Continue o relato sobre o rapaz de 14 anos condenado em Luanda por conduzir o Opel Kapitan sem carta, começando logo a seguir à última frase apresentada.

# Texto de origem
☆ ☆ ☆ ☆
De aspecto, era soberbo, jantes de 17 ou 18”, pneus com lista branca larga, verde “cueca” no corpo e verde-escuro na capota ou tejadilho. Os cromados da entrada de ar já eram aerodinâmicos. Tinha seis cilindros em linha, imponente como era qualquer Opel Kapitan. Os bancos eram corridos de pele meio acastanhada. Junto ao volante, sobressaía uma alavanca de velocidades que geria três velocidades para a frente e uma de marcha atrás. Ao meio do tabliê impecavelmente cromado destaca-se um vistoso rádio PYE, com uns 8 botões.
Um Domingo de 1966.
Data precisa, não sei, talvez julho de 1966. Como sempre, desde muito cedo havia o ritual de lavar e polir o velho Opel Kapitan, para depois dar uma volta, a chamada “volta da secagem”.
Final de uma manhã de Domingo:
Opel Kapitan, lavadinho, esplendoroso, prepara-se para a sua volta. Saio de casa, no Marçal, e sigo em direcção aos Armazéns Sameiro, pisca à direita, Serração Bailundo, Bairro dos Pintos, Avenida do Brasil. Junto à Panificadora, toca a sirene e mandam encostar, era a BT da PSP.
“Os seus documentos?” Népia. “Idade?” 14 Anos. “Não sabe que não pode conduzir?” Já tenho prática. “Mas tem carta”, riposta o Guarda da PSP. “Entra e leve o carro para casa, que nós seguimos atrás de ti.”
Pisca à direita, Rua Paiva Couceiro. Avenida dos Combatentes, pisca à direita. Bairro dos Teixeiras e casa, tudo isto no meio de muito trânsito.
Segunda-Feira seguinte:
Tribunal de Luanda, perto do Cinema Restauração. Seriam cerca das dezoito horas – final de tarde -, estava a escurecer, os julgamentos eram feitos quase que em fila indiana. Entro na sala, e num patamar elevado está um Juiz de bastante idade, óculos de forte graduação, enterrado na cadeira, que pergunta, “Idade?” 14 anos. “Aproveitamento escolar?” Bom. “Estás de férias?” Estou, sim Senhor Doutor Juiz. “Então vais condenado com oito dias de prisão efectiva, pelo crime de condução sem carta de condução, com 5 anos de pena suspensa.” Não respondi, não chorei, estava com raiva, eu e o Guarda da BT, já que fui o único a ir de férias, ou outros pena suspensa.
*
A “Ramona” era uma velha Ford Transit, pestilenta, mal cheirosa e estamos uns quinze, tal qual sardinha em lata. A Cadeia de Luanda ficava junto à rotunda da “Asfal”, com quem ia para o Cacuaco. Já passava das vinte horas, quando a “Ramona” entrou no Páteo do Espaço Prisional. Procedimentos normais do “despe a roupa e veste o fardamento”.
☆ ☆ ☆ ☆
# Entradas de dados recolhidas
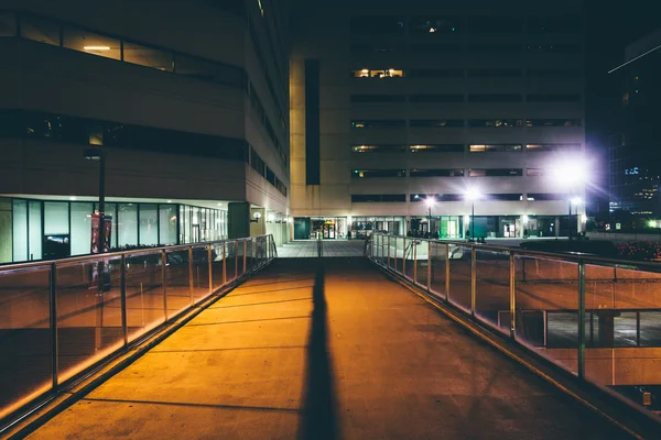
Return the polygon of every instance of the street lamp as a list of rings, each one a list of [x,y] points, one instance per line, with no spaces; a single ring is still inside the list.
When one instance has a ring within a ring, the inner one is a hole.
[[[432,207],[434,205],[436,205],[436,199],[435,197],[427,197],[426,199],[424,199],[424,204],[427,207],[427,234],[429,238],[432,238]]]
[[[469,241],[475,240],[475,200],[479,200],[481,198],[481,194],[477,188],[468,188],[466,190],[466,198],[470,200],[470,239]]]
[[[84,157],[99,162],[99,253],[106,252],[106,155],[101,148],[85,148]]]

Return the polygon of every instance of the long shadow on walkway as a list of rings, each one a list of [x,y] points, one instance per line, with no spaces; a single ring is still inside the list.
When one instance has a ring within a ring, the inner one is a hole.
[[[299,439],[336,439],[339,432],[333,360],[328,349],[328,317],[324,289],[325,267],[319,260],[313,288],[312,323]]]

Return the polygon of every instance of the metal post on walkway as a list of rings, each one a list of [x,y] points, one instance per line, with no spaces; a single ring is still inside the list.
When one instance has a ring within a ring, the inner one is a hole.
[[[207,260],[209,264],[209,294],[214,292],[214,245],[207,246]]]
[[[514,266],[514,251],[510,251],[510,337],[517,338],[517,287],[514,285],[517,268]]]
[[[128,326],[128,309],[127,309],[127,256],[121,254],[121,264],[119,273],[119,298],[121,307],[121,332],[123,336],[124,346],[129,344],[129,326]]]
[[[585,378],[585,263],[578,261],[578,378]]]
[[[475,245],[470,246],[470,315],[475,316],[475,296],[477,282],[477,264]]]
[[[191,290],[191,304],[195,302],[193,290],[195,289],[195,277],[193,268],[193,246],[188,248],[188,289]]]
[[[163,314],[167,320],[167,255],[161,251],[161,280],[163,283]]]

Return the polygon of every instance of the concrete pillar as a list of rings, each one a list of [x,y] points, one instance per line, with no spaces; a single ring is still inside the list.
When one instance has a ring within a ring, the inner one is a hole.
[[[249,237],[250,226],[250,204],[247,201],[231,201],[227,204],[228,239]]]
[[[259,212],[260,218],[250,222],[250,237],[264,235],[267,233],[267,209],[250,208],[250,220],[254,220],[254,213]]]

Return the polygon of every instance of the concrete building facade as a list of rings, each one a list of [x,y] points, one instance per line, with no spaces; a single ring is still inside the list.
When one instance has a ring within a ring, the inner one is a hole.
[[[295,238],[373,230],[465,238],[473,208],[476,237],[566,235],[570,221],[572,231],[582,228],[581,2],[340,1],[296,10]],[[478,195],[475,205],[467,194]]]

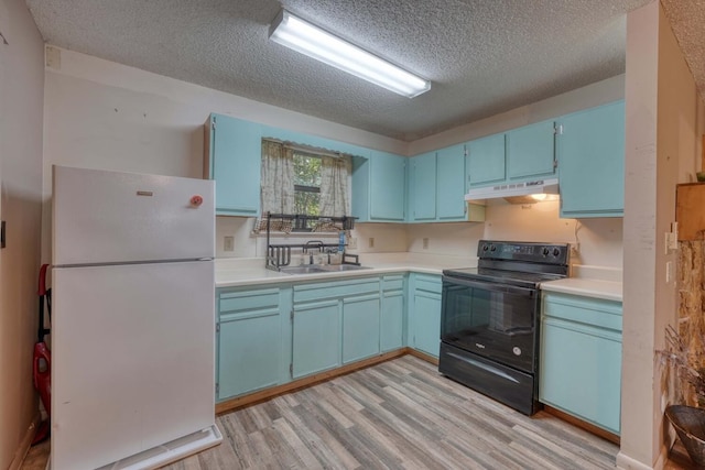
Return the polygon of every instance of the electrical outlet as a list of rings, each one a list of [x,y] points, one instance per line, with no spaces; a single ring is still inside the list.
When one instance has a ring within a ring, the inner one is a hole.
[[[224,237],[223,251],[235,251],[235,237]]]

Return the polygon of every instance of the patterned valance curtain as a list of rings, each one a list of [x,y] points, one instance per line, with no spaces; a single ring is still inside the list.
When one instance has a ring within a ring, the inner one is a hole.
[[[348,155],[321,157],[321,215],[343,217],[350,214],[350,172],[351,161]]]
[[[294,212],[294,153],[281,142],[262,141],[262,216]]]

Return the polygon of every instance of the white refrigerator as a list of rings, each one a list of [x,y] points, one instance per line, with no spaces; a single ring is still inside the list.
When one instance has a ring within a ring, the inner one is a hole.
[[[220,442],[214,183],[54,166],[52,208],[51,468]]]

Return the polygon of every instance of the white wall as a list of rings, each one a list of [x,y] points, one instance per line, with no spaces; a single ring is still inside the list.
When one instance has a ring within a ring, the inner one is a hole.
[[[24,1],[0,0],[0,468],[17,468],[37,416],[36,341],[44,45]]]
[[[627,19],[625,284],[620,468],[666,458],[663,389],[654,349],[677,317],[677,253],[664,251],[675,220],[675,185],[699,168],[703,103],[659,2]]]
[[[151,74],[47,47],[42,256],[51,256],[51,166],[75,165],[202,177],[203,124],[210,112],[404,154],[406,143]],[[219,232],[240,230],[218,219]],[[221,240],[221,238],[219,239]],[[235,252],[256,255],[238,236]],[[221,245],[221,243],[219,244]],[[219,247],[221,248],[221,247]]]
[[[48,47],[46,69],[44,196],[51,195],[51,165],[64,164],[131,172],[199,177],[203,130],[208,113],[278,125],[314,135],[401,154],[414,154],[452,143],[553,118],[576,109],[623,97],[623,76],[464,125],[410,144],[370,132],[274,108],[193,84],[150,74],[70,51]],[[490,206],[487,222],[442,225],[358,225],[358,251],[414,251],[474,254],[481,238],[572,241],[574,221],[557,219],[557,205]],[[48,203],[43,217],[51,225]],[[531,216],[530,216],[531,214]],[[539,216],[539,217],[536,217]],[[585,222],[581,262],[621,266],[620,219],[606,225]],[[218,217],[216,255],[262,256],[264,242],[252,237],[253,219]],[[551,229],[546,229],[551,227]],[[594,227],[590,231],[588,227]],[[234,237],[235,250],[224,251],[224,237]],[[375,245],[369,247],[369,239]],[[423,248],[423,239],[429,248]],[[610,249],[600,247],[605,240]],[[599,248],[598,248],[599,247]],[[43,232],[43,258],[48,260],[48,229]]]
[[[625,76],[607,78],[576,90],[531,105],[514,108],[487,119],[430,135],[409,144],[408,155],[417,155],[484,135],[553,119],[581,109],[593,108],[625,97]]]

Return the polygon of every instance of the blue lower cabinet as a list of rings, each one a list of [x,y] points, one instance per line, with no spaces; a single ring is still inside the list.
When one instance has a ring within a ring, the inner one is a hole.
[[[343,363],[379,353],[379,294],[343,299]]]
[[[404,346],[404,292],[382,293],[380,348],[382,352]]]
[[[414,348],[438,357],[441,349],[441,294],[414,295]]]
[[[620,433],[621,303],[544,293],[539,400]]]
[[[280,289],[218,293],[217,400],[280,383]]]
[[[440,275],[412,275],[409,343],[436,358],[441,349],[441,289]]]
[[[338,299],[294,305],[292,379],[340,365]]]

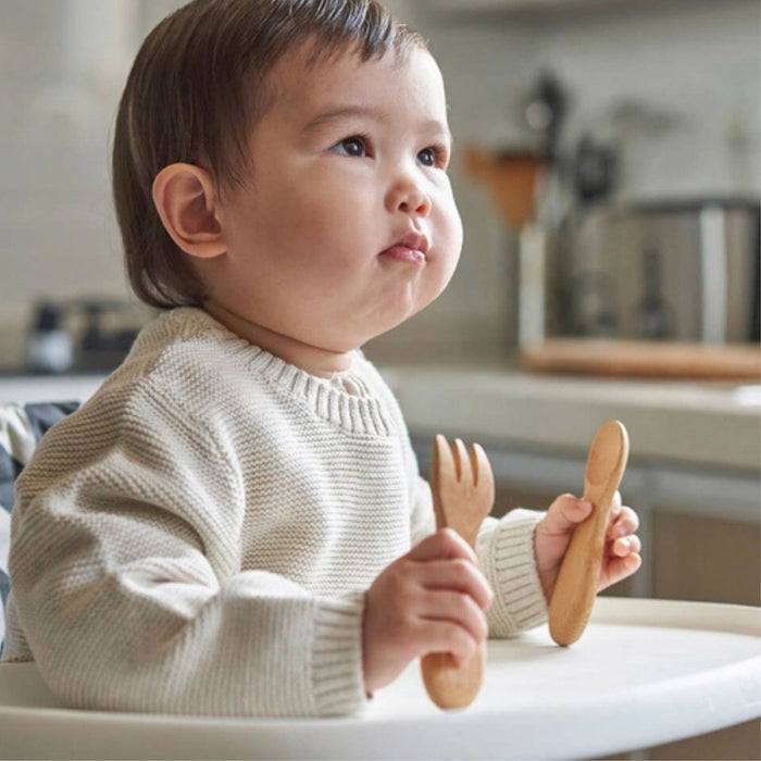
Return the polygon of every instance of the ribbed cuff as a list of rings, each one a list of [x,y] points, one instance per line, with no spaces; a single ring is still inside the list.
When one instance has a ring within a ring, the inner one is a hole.
[[[547,601],[536,571],[534,529],[544,513],[512,510],[492,529],[481,562],[495,598],[489,634],[508,637],[547,621]]]
[[[355,713],[364,706],[362,595],[321,599],[312,644],[312,694],[320,716]]]

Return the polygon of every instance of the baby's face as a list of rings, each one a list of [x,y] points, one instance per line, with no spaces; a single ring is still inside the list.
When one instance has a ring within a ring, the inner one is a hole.
[[[212,301],[280,336],[346,352],[435,299],[462,225],[447,176],[444,84],[414,49],[273,70],[248,187],[223,203]]]

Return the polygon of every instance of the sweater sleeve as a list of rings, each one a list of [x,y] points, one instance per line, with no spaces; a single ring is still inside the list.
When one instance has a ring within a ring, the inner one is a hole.
[[[542,517],[532,510],[511,510],[500,520],[487,517],[481,528],[478,564],[495,592],[487,611],[491,637],[509,637],[547,621],[534,557],[534,529]]]
[[[169,394],[115,416],[98,403],[18,479],[13,599],[52,691],[101,710],[357,711],[362,596],[240,572],[242,483],[219,437]]]

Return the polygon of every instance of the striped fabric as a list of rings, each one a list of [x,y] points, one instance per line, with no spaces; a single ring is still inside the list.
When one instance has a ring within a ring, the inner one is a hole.
[[[74,412],[77,407],[77,402],[0,404],[0,651],[5,634],[4,611],[10,590],[8,550],[11,540],[13,486],[48,428]]]

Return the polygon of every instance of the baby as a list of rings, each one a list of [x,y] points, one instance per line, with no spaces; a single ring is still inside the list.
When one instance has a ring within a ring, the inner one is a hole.
[[[375,0],[196,0],[146,39],[113,187],[164,313],[17,482],[4,659],[70,706],[352,713],[413,660],[546,621],[591,506],[436,532],[360,347],[446,287],[439,70]],[[639,565],[616,500],[600,587]]]

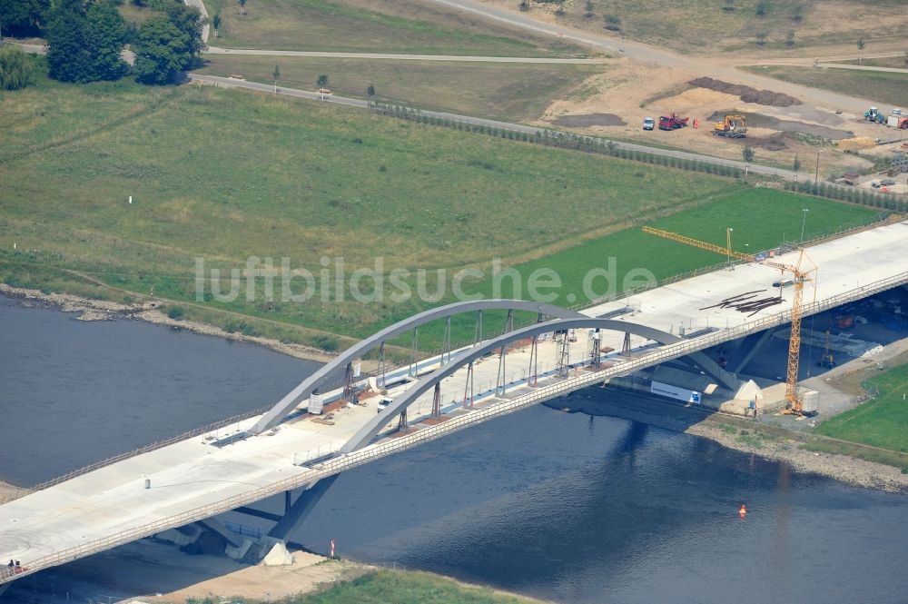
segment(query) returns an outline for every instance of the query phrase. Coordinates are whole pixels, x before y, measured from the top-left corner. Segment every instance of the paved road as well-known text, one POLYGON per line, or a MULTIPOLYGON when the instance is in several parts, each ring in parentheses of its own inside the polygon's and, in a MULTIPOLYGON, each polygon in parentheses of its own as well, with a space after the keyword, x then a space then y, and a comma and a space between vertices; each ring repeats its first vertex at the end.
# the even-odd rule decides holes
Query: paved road
MULTIPOLYGON (((840 94, 816 88, 802 86, 770 77, 764 77, 747 72, 742 72, 734 67, 723 65, 720 62, 703 57, 687 57, 675 53, 650 46, 639 42, 617 40, 614 37, 574 29, 558 24, 544 23, 534 19, 530 15, 512 12, 495 6, 484 5, 476 0, 426 0, 449 8, 470 13, 492 21, 507 24, 512 27, 552 35, 563 40, 589 46, 597 50, 617 54, 629 59, 645 63, 655 63, 667 67, 679 67, 697 74, 708 74, 711 77, 744 84, 755 88, 785 92, 797 96, 810 104, 841 109, 853 113, 863 113, 873 101, 840 94)), ((515 3, 515 6, 517 4, 515 3)))
POLYGON ((400 54, 387 53, 322 53, 301 50, 260 50, 253 48, 220 48, 209 46, 209 54, 251 54, 255 56, 311 56, 331 59, 386 59, 392 61, 461 61, 465 63, 555 63, 592 64, 608 59, 553 59, 531 56, 472 56, 469 54, 400 54))
MULTIPOLYGON (((250 90, 258 90, 261 92, 272 93, 272 94, 275 91, 275 87, 273 84, 259 84, 257 82, 247 82, 245 80, 236 80, 233 78, 227 78, 227 77, 218 77, 216 75, 201 75, 198 74, 190 74, 189 78, 192 82, 214 84, 222 88, 247 88, 250 90)), ((277 90, 278 94, 280 94, 282 96, 292 96, 296 98, 303 98, 314 101, 322 100, 326 103, 335 103, 338 104, 344 104, 351 107, 360 107, 362 109, 366 109, 369 106, 369 104, 366 101, 361 101, 360 99, 351 99, 333 94, 321 95, 316 92, 297 90, 294 88, 284 88, 282 86, 278 86, 277 90), (324 96, 324 98, 322 98, 322 96, 324 96)), ((497 120, 487 120, 480 117, 460 115, 459 114, 448 114, 439 111, 421 111, 420 113, 424 115, 428 115, 430 117, 439 117, 447 120, 462 122, 464 124, 490 126, 493 128, 499 128, 502 130, 528 133, 530 134, 545 132, 545 128, 537 128, 534 126, 528 126, 522 124, 512 124, 509 122, 498 122, 497 120)), ((598 137, 596 138, 597 140, 602 140, 602 141, 609 140, 598 137)), ((744 162, 738 162, 735 160, 726 160, 721 157, 713 157, 711 155, 701 155, 699 153, 692 153, 686 151, 673 151, 670 149, 660 149, 658 147, 647 147, 643 144, 635 144, 633 143, 622 143, 619 141, 612 141, 612 142, 619 149, 630 149, 634 151, 641 151, 645 153, 654 153, 656 155, 664 155, 666 157, 676 157, 679 159, 706 162, 716 165, 727 165, 738 168, 740 170, 749 170, 750 172, 755 173, 779 176, 787 180, 793 180, 794 178, 794 172, 790 170, 783 170, 781 168, 776 169, 762 165, 746 164, 744 162)), ((805 174, 804 173, 801 173, 801 178, 803 179, 804 177, 805 174)))

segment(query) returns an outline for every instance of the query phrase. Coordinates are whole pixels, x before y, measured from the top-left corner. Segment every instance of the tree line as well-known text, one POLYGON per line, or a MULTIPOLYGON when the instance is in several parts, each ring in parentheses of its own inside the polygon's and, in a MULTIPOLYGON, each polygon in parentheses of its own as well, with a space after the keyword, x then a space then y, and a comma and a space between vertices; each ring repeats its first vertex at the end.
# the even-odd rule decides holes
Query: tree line
POLYGON ((0 31, 47 40, 48 75, 60 82, 117 80, 132 74, 143 84, 175 82, 204 46, 202 15, 182 0, 153 0, 141 25, 123 19, 122 0, 0 0, 0 31), (131 67, 123 59, 130 45, 131 67))

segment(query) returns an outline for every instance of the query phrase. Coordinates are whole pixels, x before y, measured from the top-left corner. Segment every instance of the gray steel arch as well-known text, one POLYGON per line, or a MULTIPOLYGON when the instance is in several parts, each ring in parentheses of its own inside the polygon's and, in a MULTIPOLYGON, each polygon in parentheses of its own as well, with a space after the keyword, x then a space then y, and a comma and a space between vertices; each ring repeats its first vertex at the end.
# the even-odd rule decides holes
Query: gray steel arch
POLYGON ((325 363, 321 369, 312 373, 300 383, 296 388, 287 393, 274 407, 262 416, 262 419, 250 429, 252 434, 259 434, 266 430, 273 428, 287 415, 296 409, 297 405, 309 398, 309 396, 329 380, 341 375, 347 371, 347 364, 354 359, 358 359, 366 352, 377 348, 381 342, 400 335, 414 327, 419 327, 424 323, 444 319, 462 312, 471 311, 489 310, 514 310, 538 312, 547 316, 567 319, 569 317, 584 317, 586 315, 577 311, 569 311, 554 304, 545 304, 542 302, 526 302, 523 300, 470 300, 468 302, 454 302, 433 308, 429 311, 414 314, 409 319, 389 325, 378 333, 366 338, 362 342, 350 346, 340 355, 325 363))
POLYGON ((626 321, 616 321, 614 319, 593 319, 588 316, 584 316, 583 318, 568 318, 548 321, 515 330, 505 333, 504 335, 498 336, 494 340, 489 340, 479 346, 464 351, 451 359, 450 362, 446 364, 444 367, 419 380, 419 381, 414 384, 410 390, 389 404, 384 411, 377 414, 373 419, 370 420, 369 423, 360 428, 360 431, 340 448, 340 451, 349 453, 356 451, 357 449, 365 447, 378 435, 380 431, 381 431, 381 429, 388 424, 390 421, 389 418, 391 418, 396 413, 407 409, 407 407, 415 401, 416 399, 421 394, 428 391, 429 389, 433 388, 436 383, 451 375, 467 363, 476 361, 477 359, 498 348, 500 348, 502 345, 505 345, 509 342, 568 329, 600 329, 615 332, 626 332, 633 333, 634 335, 643 336, 647 340, 656 341, 660 344, 673 344, 676 342, 680 342, 681 340, 681 338, 676 335, 667 333, 661 330, 653 329, 652 327, 646 327, 646 325, 631 323, 626 321))

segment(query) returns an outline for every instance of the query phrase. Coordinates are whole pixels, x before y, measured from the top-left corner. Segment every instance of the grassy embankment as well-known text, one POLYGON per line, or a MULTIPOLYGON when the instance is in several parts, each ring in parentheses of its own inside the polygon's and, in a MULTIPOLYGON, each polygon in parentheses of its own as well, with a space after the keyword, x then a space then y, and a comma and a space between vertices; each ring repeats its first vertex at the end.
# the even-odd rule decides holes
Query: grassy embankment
☆ ☆ ☆ ☆
# Resposta
Como era tarde, fomos todos para uma cela colectiva, daquelas com mais de cem pessoas. Era de meter medo, assustador. Sei que dormi com os “Keds da Macambira” debaixo da cabeça, em cima de uma mesa corrida, cheio de medo de fome e com a tarefa de limpar as casas de banho, de madrugada. “Se quiseres protecção, manda trazer dois volumes de ‘Francesinhos’ ou ‘Jucas’”, que eram uns maços de cigarros que se vendiam depois avulso.
Costumo dizer que tenho sempre um Anjo da Guarda, pelo que a meio da manhã sou chamado ao Director da Cadeia, que me pergunta, “que idade tens?” 14 anos. “O Juíz mandou-te para aqui, com esta idade?! Bem, vou tirar-te dali e vou colocar-te numa cela onde está um tipo que nunca sai da cela.”
Assim foi. Peguei nas coisas e vou para o 1.º andar topo-nascente, virado para o mar, com a vantagem de poder apreciar os barcos e belo estaleiro de barcos a vela de um velho amigo, que navegava em “Finn”, cujo nome era de origem espanhola.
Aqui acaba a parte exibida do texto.